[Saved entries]
----
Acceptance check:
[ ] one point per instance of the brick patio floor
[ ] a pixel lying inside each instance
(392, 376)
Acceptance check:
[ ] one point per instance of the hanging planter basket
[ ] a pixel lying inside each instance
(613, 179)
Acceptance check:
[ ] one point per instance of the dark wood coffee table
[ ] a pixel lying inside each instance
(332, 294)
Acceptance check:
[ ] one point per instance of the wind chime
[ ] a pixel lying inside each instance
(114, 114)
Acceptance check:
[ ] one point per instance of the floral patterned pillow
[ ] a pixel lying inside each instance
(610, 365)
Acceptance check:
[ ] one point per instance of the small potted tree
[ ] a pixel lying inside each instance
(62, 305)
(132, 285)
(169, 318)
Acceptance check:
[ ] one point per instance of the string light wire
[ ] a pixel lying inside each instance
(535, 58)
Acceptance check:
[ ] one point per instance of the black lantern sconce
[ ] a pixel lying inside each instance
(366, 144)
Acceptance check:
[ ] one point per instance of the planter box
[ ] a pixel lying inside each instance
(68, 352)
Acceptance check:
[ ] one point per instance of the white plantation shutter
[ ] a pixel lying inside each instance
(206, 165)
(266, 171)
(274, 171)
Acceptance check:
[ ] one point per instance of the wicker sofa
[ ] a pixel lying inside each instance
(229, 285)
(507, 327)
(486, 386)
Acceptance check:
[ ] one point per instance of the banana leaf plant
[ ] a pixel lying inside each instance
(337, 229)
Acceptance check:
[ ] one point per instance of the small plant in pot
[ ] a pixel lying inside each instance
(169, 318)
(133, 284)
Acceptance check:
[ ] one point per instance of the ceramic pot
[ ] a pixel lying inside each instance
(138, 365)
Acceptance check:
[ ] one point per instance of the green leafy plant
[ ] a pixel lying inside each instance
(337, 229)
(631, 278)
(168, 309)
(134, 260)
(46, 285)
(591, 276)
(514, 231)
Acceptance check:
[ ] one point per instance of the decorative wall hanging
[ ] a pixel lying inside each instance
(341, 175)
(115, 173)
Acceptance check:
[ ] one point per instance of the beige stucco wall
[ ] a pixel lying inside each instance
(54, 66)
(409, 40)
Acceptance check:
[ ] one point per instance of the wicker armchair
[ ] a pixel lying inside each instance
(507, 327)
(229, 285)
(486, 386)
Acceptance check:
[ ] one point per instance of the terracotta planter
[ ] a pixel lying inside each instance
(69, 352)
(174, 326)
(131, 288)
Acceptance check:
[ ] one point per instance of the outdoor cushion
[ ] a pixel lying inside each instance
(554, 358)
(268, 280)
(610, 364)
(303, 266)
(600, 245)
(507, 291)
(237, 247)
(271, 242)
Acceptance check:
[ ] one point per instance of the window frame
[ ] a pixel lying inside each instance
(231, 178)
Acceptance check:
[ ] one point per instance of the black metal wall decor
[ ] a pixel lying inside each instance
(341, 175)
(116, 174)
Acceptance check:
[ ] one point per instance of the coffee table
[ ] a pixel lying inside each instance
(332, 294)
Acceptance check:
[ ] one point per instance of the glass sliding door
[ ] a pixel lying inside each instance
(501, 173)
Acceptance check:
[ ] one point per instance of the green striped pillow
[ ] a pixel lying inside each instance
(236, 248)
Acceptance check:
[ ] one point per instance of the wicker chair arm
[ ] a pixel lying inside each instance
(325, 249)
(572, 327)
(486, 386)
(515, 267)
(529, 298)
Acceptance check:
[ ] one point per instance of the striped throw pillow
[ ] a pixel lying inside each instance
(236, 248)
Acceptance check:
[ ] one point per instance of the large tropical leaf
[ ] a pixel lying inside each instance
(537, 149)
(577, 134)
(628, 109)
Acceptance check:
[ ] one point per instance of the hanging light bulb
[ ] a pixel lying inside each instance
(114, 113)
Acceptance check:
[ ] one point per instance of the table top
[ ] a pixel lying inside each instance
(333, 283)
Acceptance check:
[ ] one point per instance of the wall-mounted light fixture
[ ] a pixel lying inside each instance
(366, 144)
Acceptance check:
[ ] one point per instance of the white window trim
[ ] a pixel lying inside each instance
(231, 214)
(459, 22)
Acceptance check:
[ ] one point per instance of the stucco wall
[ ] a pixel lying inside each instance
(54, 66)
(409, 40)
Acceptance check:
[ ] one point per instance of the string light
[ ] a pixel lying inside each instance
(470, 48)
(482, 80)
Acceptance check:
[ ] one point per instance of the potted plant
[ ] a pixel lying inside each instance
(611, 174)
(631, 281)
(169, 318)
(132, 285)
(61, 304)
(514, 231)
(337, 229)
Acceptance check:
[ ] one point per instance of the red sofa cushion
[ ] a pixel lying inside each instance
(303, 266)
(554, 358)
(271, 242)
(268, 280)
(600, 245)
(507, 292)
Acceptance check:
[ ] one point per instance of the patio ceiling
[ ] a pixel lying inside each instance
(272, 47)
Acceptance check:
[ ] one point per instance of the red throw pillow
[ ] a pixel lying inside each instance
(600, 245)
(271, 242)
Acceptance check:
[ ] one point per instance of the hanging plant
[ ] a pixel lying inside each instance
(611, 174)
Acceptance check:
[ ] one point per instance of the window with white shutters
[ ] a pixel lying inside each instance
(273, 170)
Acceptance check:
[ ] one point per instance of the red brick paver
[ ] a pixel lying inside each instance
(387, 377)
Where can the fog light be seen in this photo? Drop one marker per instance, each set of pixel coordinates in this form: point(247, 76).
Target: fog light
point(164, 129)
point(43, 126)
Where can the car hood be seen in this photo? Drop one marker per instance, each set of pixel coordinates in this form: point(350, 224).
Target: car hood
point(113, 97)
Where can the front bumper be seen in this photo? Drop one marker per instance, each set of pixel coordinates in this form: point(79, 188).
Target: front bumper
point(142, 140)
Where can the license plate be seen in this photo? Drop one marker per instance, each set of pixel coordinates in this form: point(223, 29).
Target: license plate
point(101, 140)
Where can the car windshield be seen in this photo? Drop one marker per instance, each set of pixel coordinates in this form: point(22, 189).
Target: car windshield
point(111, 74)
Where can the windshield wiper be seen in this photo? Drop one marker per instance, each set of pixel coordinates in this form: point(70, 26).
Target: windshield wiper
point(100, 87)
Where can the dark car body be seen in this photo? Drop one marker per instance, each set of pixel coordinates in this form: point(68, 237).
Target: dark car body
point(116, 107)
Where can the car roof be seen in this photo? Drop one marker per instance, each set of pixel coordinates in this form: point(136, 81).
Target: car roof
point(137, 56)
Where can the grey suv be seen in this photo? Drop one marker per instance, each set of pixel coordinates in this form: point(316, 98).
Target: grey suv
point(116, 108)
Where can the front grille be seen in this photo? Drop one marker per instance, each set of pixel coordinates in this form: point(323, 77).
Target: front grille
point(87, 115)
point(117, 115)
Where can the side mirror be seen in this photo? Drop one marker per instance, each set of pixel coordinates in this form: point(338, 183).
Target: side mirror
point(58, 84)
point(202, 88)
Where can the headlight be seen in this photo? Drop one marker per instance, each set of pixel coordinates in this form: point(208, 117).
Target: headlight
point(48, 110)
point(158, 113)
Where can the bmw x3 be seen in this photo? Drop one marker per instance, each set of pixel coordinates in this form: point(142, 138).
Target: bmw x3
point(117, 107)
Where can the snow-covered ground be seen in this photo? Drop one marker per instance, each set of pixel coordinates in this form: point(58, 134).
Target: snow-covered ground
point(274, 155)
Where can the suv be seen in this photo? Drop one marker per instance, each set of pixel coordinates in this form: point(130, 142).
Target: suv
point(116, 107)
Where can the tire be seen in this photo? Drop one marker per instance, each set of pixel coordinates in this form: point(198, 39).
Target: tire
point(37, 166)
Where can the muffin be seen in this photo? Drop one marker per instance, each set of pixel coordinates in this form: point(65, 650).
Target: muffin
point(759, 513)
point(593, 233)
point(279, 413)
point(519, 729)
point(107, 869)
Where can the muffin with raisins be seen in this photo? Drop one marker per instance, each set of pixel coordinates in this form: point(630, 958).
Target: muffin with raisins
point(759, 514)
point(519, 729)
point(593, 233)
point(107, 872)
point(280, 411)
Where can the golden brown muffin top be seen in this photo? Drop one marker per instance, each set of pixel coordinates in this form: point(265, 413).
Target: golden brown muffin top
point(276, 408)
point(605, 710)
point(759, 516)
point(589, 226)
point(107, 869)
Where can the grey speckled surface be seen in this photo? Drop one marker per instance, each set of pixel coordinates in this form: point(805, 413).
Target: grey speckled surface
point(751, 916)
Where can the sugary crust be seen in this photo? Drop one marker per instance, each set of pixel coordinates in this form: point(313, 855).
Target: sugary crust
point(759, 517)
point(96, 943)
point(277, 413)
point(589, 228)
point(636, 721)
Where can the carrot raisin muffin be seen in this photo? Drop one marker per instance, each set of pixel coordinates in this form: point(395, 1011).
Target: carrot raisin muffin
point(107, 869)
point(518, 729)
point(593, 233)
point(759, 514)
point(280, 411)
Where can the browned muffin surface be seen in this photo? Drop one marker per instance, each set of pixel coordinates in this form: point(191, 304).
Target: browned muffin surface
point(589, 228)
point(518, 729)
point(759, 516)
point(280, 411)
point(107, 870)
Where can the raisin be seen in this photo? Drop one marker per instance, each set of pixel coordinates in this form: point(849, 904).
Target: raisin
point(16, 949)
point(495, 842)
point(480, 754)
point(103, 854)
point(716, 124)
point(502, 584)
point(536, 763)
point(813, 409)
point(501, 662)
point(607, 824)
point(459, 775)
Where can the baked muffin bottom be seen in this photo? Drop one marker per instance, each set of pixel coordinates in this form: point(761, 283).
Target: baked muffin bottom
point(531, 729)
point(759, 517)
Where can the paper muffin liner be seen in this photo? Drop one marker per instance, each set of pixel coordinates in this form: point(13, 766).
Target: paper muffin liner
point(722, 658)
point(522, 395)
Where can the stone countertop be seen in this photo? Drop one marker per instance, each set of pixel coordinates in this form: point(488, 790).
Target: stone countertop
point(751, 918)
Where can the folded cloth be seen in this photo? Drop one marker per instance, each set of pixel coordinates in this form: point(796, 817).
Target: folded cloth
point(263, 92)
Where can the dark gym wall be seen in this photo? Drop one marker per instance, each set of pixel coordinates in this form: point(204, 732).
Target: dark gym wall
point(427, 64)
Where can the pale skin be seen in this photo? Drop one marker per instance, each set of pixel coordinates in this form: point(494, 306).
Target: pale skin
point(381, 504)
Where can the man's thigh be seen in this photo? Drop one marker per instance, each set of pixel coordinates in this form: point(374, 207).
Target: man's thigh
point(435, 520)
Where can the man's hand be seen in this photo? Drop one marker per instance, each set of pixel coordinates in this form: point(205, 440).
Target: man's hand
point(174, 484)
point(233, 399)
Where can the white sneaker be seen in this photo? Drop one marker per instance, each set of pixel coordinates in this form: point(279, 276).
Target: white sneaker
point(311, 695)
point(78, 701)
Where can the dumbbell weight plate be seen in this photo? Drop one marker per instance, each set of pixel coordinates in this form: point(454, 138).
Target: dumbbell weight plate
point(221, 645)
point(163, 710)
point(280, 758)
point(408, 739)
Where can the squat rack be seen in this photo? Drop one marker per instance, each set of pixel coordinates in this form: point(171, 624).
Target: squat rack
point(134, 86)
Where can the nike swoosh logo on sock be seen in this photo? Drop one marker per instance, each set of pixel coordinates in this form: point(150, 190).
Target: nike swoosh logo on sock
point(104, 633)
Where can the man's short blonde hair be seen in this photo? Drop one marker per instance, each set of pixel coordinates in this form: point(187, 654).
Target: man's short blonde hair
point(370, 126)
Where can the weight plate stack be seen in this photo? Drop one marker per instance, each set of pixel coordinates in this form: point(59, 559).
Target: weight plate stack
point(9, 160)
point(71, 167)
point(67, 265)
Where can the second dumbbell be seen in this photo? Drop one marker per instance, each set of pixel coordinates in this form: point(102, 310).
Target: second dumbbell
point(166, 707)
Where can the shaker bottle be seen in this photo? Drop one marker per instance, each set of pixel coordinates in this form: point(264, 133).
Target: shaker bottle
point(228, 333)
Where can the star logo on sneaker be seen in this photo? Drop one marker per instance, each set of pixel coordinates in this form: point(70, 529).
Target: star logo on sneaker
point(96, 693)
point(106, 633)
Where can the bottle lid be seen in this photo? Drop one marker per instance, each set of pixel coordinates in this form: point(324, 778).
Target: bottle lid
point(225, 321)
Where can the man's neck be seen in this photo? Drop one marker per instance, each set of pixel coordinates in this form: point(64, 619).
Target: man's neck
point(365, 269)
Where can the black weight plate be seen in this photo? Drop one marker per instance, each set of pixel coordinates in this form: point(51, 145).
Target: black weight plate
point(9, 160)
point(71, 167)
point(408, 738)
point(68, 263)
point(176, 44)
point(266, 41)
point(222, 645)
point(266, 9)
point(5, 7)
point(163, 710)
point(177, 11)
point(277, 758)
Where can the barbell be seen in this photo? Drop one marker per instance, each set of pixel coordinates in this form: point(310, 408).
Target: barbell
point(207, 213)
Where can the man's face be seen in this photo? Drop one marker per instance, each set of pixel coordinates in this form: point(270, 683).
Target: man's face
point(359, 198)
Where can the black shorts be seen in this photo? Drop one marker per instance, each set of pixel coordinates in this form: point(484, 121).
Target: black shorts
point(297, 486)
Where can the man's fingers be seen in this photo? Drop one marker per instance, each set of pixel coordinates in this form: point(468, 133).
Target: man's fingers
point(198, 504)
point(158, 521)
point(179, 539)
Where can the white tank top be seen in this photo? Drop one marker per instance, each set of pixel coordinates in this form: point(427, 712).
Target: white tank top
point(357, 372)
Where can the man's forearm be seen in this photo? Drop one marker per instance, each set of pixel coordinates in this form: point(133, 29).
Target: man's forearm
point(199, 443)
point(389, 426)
----
• WORK INSTRUCTIONS
For each line in the records that holds "brick", show that line as it stands.

• ANSWER TO THIS EXERCISE
[ ] one point per instance of the brick patio floor
[ ] one point per instance of the red brick paver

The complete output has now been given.